■ **Short task**: Return the lines below without any changes, but leave out the pictures.
++++++++++
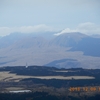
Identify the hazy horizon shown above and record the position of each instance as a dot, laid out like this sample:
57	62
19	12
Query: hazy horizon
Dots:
++++++++++
■ **Answer to the exercise**:
Identify the hazy horizon shown above and record the position of each instance as a dot, laid out like this sample:
57	62
19	12
Query: hazy horizon
Dots:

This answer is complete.